■ CONSIGNES ■
- 1) Relevez, dans le texte proposé, tous les procédés que le « Mouvement 3 » présente comme des marques de l'excitation du personnage.
- 2) Reproduisez fidèlement un passage du texte proposé : commencez aux mots « des charitables efforts » et arrêtez-vous après les mots « les suivre dignement. ».

Le verbe « nourrir » renvoie aux réalités corporelles: il a vécu dans la misère, son
entreprise n’a été qu’un échec. L’opposition est marquée par la conjonction de
coordination « mais » et la négation lexicale « impossible » (préfixe négatif) : il
choisit une autre vie tournée vers le matérialisme.

⇒ « Je ne veux être la dupe…ni d’une prédication, ni de votre amulette oriental, ni


des charitables efforts » l’énumération, la négation répétée « ni », le lexique du
surnaturel montrent que Raphaël rejette à la fois la croyance mystique, le
merveilleux et la charité, vertu chrétienne, il paraît désabusé.
Raphaël rejette les conseils de l’antiquaire après avoir reconnu que la société ne
permettait pas de les suivre dignement.

Mouvement 3 :
⇒ La possession de la Peau semble provoquer l’agitation et l’exaltation du
personnage. Les exclamations, l’interjection « voyons! », la répétition du verbe
« vouloir », de l’expression du souhait par la conjonction « que » reprise quatre fois,
le geste « en serrant le talisman d’une main convulsive » sont des marques de son
excitation.

■ DOCUMENT PRÉSENTÉ ■
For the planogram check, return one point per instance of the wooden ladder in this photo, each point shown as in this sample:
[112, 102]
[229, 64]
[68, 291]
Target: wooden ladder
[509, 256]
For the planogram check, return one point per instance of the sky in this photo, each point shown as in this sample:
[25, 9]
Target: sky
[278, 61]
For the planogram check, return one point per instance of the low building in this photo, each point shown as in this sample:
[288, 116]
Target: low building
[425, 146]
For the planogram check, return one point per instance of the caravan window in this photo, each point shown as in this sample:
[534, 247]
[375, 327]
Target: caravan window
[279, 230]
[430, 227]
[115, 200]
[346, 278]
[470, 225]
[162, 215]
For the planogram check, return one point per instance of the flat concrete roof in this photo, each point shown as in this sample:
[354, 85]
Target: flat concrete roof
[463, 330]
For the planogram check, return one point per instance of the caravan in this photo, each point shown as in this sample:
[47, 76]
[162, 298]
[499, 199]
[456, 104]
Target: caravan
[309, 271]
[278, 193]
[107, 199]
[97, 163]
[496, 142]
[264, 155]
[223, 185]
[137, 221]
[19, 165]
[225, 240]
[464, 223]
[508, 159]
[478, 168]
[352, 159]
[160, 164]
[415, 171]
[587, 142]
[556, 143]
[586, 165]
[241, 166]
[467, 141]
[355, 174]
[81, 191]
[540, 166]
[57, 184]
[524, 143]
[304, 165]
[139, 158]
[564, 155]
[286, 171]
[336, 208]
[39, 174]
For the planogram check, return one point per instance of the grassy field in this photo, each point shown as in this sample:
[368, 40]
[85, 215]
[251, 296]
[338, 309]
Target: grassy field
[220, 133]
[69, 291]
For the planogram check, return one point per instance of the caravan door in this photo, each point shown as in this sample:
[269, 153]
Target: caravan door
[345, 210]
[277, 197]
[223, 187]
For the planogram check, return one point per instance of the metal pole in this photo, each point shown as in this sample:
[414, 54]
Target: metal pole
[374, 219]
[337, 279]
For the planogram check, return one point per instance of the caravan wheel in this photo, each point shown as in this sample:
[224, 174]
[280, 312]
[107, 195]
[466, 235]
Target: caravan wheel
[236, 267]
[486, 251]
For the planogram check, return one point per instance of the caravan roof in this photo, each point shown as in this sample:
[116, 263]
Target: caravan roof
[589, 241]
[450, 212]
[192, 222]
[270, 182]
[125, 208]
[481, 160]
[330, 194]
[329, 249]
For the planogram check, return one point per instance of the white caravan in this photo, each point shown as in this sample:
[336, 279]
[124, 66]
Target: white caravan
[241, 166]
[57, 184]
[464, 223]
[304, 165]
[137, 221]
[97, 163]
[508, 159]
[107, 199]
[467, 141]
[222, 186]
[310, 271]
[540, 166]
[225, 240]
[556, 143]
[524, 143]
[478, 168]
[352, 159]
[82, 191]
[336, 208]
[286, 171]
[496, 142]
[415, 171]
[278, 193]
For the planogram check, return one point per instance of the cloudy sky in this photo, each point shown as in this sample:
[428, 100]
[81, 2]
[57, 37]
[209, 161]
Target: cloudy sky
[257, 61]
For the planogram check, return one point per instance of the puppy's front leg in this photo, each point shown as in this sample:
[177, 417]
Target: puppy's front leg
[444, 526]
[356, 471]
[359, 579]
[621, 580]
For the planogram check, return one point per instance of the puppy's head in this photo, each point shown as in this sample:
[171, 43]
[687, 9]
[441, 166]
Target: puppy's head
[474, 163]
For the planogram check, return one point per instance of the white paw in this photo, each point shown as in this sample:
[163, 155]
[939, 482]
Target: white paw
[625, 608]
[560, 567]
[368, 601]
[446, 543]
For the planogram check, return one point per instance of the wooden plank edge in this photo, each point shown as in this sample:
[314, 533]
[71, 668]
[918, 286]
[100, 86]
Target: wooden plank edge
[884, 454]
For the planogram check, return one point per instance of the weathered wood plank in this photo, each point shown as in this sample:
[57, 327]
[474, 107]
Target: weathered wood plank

■ CORRIGÉ ■
- 1)
- les exclamations
- l'interjection « voyons! »
- la répétition du verbe « vouloir »
- l'expression du souhait par la conjonction « que » reprise quatre fois
- le geste « en serrant le talisman d'une main convulsive »

- 2)
des charitables efforts » l’énumération, la négation répétée « ni », le lexique du
surnaturel montrent que Raphaël rejette à la fois la croyance mystique, le
merveilleux et la charité, vertu chrétienne, il paraît désabusé.
Raphaël rejette les conseils de l’antiquaire après avoir reconnu que la société ne
permettait pas de les suivre dignement.